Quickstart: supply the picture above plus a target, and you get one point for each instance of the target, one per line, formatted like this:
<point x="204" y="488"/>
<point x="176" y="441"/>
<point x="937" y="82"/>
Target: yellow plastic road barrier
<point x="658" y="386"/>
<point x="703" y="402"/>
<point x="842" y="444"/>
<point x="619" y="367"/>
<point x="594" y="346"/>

[What this task involves] Copy the material above word for word, with every line kept as it appears.

[Written answer]
Quickstart: supply the picture above plus a target, and you get one point for each instance of the target, one per line, formatted like this:
<point x="204" y="488"/>
<point x="176" y="441"/>
<point x="937" y="82"/>
Target: yellow plastic road barrier
<point x="658" y="386"/>
<point x="703" y="402"/>
<point x="842" y="444"/>
<point x="619" y="367"/>
<point x="594" y="346"/>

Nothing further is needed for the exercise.